> [Given entries]
__________

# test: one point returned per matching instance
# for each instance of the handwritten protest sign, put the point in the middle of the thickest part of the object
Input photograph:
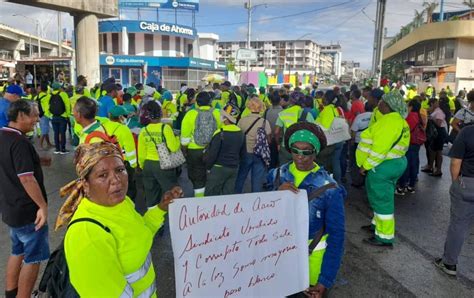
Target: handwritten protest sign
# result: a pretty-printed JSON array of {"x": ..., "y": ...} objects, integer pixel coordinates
[{"x": 250, "y": 245}]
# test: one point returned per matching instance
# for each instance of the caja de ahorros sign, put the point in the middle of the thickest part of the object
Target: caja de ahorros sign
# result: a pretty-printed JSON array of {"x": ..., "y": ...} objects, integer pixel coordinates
[{"x": 166, "y": 28}]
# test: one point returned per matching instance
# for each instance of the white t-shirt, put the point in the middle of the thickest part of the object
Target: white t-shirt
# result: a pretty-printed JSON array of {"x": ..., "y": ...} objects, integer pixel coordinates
[
  {"x": 29, "y": 79},
  {"x": 465, "y": 115},
  {"x": 361, "y": 122}
]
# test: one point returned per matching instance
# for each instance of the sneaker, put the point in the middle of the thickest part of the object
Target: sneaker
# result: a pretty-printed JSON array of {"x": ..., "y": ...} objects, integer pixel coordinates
[
  {"x": 448, "y": 269},
  {"x": 400, "y": 191}
]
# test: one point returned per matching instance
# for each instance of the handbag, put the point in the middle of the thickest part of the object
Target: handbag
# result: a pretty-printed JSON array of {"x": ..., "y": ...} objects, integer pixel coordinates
[
  {"x": 338, "y": 132},
  {"x": 168, "y": 160}
]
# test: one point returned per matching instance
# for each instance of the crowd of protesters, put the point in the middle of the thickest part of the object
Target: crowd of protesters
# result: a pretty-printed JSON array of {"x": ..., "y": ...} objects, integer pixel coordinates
[{"x": 221, "y": 135}]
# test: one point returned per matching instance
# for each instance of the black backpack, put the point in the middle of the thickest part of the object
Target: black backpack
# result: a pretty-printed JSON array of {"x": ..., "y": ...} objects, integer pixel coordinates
[
  {"x": 40, "y": 107},
  {"x": 55, "y": 280},
  {"x": 56, "y": 105}
]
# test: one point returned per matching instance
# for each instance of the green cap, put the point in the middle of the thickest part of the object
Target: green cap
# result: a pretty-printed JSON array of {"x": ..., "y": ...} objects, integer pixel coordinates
[
  {"x": 118, "y": 111},
  {"x": 56, "y": 85}
]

__________

> [Task brief]
Write out the whole listing above again, replacing "thickest part" with "widest part" wherever it occurs and leaving everything else unchanged. Leave the pictures out.

> [Final result]
# test: one point returned per matching instance
# for each instance of the handwritten protest sign, put the point in the middle of the widest part of the object
Input photograph:
Target: handwritten protest sign
# result: a pretty-printed JSON array of {"x": ..., "y": ...} objects, integer pixel coordinates
[{"x": 250, "y": 245}]
# test: one point returned per matching instance
# for each instance of the caja de ahorros sign, put the point in the middle of the widest part of the object
Target: caja de ahorros sign
# result: a pretty-printed JSON array of {"x": ..., "y": ...} objects, integer pixel coordinates
[{"x": 166, "y": 28}]
# test: one point returned per matching instance
# for each instance of the white t-shirt, put the point in the middle of the widest part of the object
Target: white t-shirt
# result: a pretty-printed JSON array of {"x": ..., "y": ...} objects, integer pixel coordinates
[
  {"x": 29, "y": 79},
  {"x": 465, "y": 115},
  {"x": 361, "y": 122}
]
# test: one point returned per matching instance
# for each instance of the sneaker, put the point in the middle of the widest part of the object
Target: sneaker
# result: a pretty-printed JSON array of {"x": ..., "y": ...} objects, integer pixel coordinates
[
  {"x": 448, "y": 269},
  {"x": 400, "y": 191}
]
# test: one point returned per matching instance
# for each instance of the handbag, put the point in the middle of the widest part of the object
Target: handbag
# result: a pretty-printed JSON array of {"x": ..., "y": ...} objects, integer pixel coordinates
[
  {"x": 338, "y": 132},
  {"x": 168, "y": 160}
]
# test: one point returned per matching instance
# for each instance of the crowd of protesters, put the point in the middle of the widest part of the object
Target: crowd of protesters
# result: a pretty-printed JSON array of {"x": ..., "y": ...} objects, integer pixel coordinates
[{"x": 221, "y": 135}]
# test: one point returned per matching instance
# for each instance of the black backpack, put the point in the middle of the widest part of the object
Target: black backpack
# result: a pretty-printed JSON array of {"x": ..., "y": ...} objects, integer pixel coordinates
[
  {"x": 40, "y": 107},
  {"x": 55, "y": 280},
  {"x": 56, "y": 105}
]
# test: one point returned per matching instance
# for each instance of the green cap, put the point in the middle of the widest part of the object
Target: green cap
# result: a pretty-printed JSON array of {"x": ..., "y": ...} objects, integer pixel coordinates
[
  {"x": 118, "y": 111},
  {"x": 56, "y": 85}
]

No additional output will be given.